__Document passage__
((
# Were should beginner start



## GlassGuy_1 (Jul 19, 2005)

If your to poor to afford lessons you have to learn somehow. What would be a good progression of things. At what point is it a must to have a role. At what point must you have a bombproof roll that sort of thing.


----------



## chadmckenzie26 (Jun 23, 2005)

The best place to learn is on flatwater first. Do you have a boat, paddle, etc? Then I would progess to a class II rapid. Things to learn:
Wet exit (most important!) 
Front Stroke
Sweep Stroke
Bracing
Peal out

If you can, a roll. I know people that have done class III rapids w/o a roll. You can do it but you'll be swimming a lot. If you have the equipment or you can afford to rent check us out Colorado Kayakers - http://groups.yahoo.com/group/Coloradokayakers/. We have a beginner session this weekend. Don't be shy. Intoduce your self and say your interested in rolling. Scott is a nice guy and will help you out (Rasdoggie). As always it's totally free. If you can find the cash I recomend a lesson.


----------



## Camiona (Apr 8, 2005)

chadmckenzie26 said:


> Things to learn:
> Wet exit (most important!)
> Front Stroke
> Sweep Stroke
> ...


I would also add catching eddies and ferrying from one side of the river to the other.
))
__Problem set__
- a) In the kayaking beginner thread, which skill does chadmckenzie26 mark as the most important to learn?
- b) Continue the kayaking beginner thread from where it ends.
The items after this point come from a separate source.

__Given data__
((
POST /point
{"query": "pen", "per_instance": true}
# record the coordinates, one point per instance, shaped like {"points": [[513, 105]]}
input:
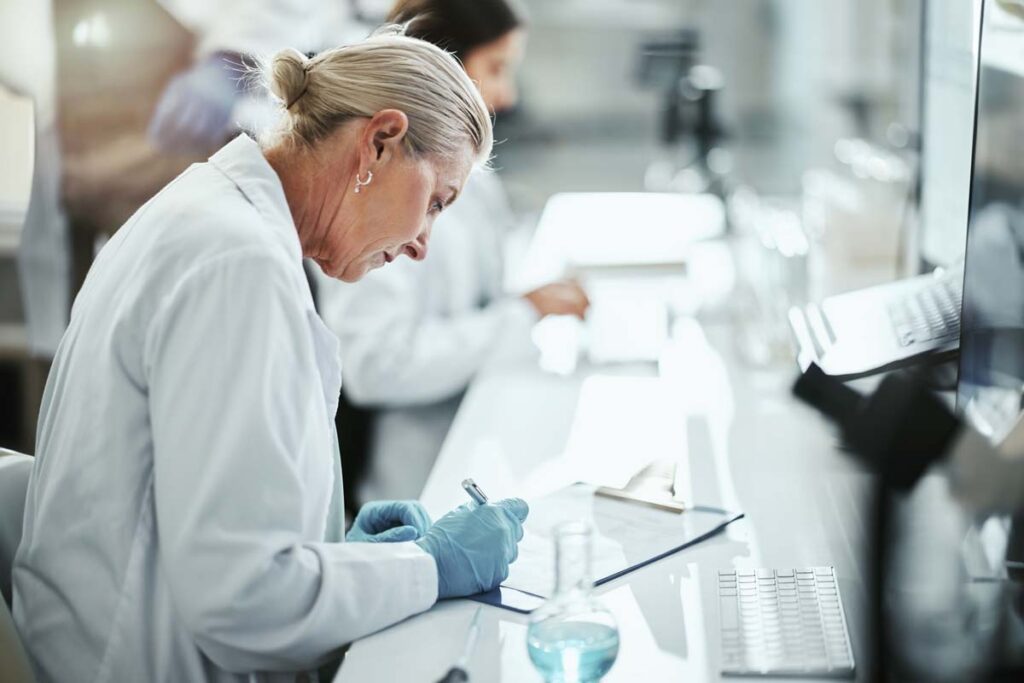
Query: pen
{"points": [[459, 673], [474, 492]]}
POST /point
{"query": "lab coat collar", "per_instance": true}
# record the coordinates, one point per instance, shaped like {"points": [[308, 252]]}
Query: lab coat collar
{"points": [[243, 162]]}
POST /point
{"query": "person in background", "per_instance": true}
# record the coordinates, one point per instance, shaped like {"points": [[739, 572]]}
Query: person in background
{"points": [[28, 67], [415, 335], [195, 112], [183, 518]]}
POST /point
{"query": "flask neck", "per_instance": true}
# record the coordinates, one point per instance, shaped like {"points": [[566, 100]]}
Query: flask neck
{"points": [[572, 561]]}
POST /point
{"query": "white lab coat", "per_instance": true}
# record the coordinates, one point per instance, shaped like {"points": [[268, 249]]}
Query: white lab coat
{"points": [[28, 67], [414, 334], [183, 516]]}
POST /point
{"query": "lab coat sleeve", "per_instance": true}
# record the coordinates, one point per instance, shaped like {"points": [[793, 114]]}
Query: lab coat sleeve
{"points": [[259, 28], [394, 354], [236, 403]]}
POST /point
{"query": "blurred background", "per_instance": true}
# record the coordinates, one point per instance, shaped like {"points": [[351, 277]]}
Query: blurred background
{"points": [[770, 104]]}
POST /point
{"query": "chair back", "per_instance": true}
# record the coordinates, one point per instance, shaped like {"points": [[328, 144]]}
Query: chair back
{"points": [[14, 471]]}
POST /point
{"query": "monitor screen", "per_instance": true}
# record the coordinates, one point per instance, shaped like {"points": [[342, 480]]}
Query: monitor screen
{"points": [[949, 68], [991, 366]]}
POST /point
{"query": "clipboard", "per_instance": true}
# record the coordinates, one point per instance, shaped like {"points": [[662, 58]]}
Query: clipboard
{"points": [[627, 536]]}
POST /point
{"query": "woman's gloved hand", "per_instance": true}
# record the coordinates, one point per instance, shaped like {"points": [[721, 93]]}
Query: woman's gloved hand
{"points": [[389, 521], [473, 546]]}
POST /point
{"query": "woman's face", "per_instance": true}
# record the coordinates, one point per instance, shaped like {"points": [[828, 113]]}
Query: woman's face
{"points": [[393, 215], [494, 67], [348, 233]]}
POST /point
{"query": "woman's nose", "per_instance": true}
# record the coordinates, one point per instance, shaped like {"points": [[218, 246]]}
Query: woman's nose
{"points": [[417, 250]]}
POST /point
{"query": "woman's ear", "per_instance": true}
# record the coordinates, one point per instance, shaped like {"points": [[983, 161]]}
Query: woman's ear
{"points": [[385, 133]]}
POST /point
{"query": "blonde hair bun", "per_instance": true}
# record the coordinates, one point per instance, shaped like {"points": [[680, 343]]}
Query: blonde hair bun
{"points": [[289, 76], [446, 115]]}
))
__Expected answers__
- a) The wet exit.

- b)
There are many schools of thought about the roll. some say it's absolutely necessary before you even get on a river. I am not of that school of thought. Learning how to read rivers, catch eddies, ferry, and brace are way more important in my opinion. I just got my combat roll after 7 years of trying (not bombproof yet though!), but I've been comfortable on easier class 3s for 3 seasons now. River skills are way more important- knowing how to tell where you want to be on the river and getting there... and staying upright so you don't have to roll in the first place!!! :roll: 

Definitely join our group (that chad mentioned), we're all really friendly and there's people on the list who are just beginning all the way up to people who are comfortable on class 3+ rivers. Plus a few better boaters who periodically offer free lessons to us too! Be prepared though, there are almost 200 people on the list and a lot of e-mail traffic!!! 


See ya on the river!
Lauren


----------



## prozoned (Jun 17, 2005)

r u kidding, ive been kayaking a year and a half and i can combat roll


and im only 16!

i recomend going to pool sessions where there are other people and most of them will be nice and help u if ur struggling with a roll, then when u can roll most of the time u can go on the river


----------



## Camiona (Apr 8, 2005)

I was a slow learner :roll: 

but heck, now i'm ready to rip it up!


----------



## chadmckenzie26 (Jun 23, 2005)

I was talking about Lauren when I said class three boaters w/o a roll. No disrespect for moderator. It sounds like she got it, though. Yea, you can do pretty much what you want w/o a roll. Ferrying is the one skill I forgot, You will have to learn that on the river. Come join us this weekend. I wish I could go but I'm fishing with my Pops.


----------



## rasdoggy (Jan 31, 2005)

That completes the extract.